[[ INFORMATION SHOWN open ]]
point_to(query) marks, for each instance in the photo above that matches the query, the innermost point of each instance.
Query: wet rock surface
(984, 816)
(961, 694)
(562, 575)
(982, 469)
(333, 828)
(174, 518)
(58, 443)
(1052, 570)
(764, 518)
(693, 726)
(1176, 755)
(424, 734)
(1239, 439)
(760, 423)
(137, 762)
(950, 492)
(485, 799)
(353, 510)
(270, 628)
[[ INFORMATION SHOWN closed ]]
◆ **THE PROBLEM**
Produce a word-for-word restatement of all the records.

◆ **RESPONSE**
point_to(query) marks, for each instance in the photo above that matches the query, the innermost point of each instance.
Query: wet rock surface
(984, 816)
(961, 694)
(562, 575)
(982, 469)
(333, 828)
(174, 518)
(58, 443)
(1052, 570)
(764, 518)
(693, 726)
(1176, 755)
(424, 734)
(1239, 439)
(760, 423)
(137, 762)
(950, 492)
(485, 799)
(353, 510)
(270, 628)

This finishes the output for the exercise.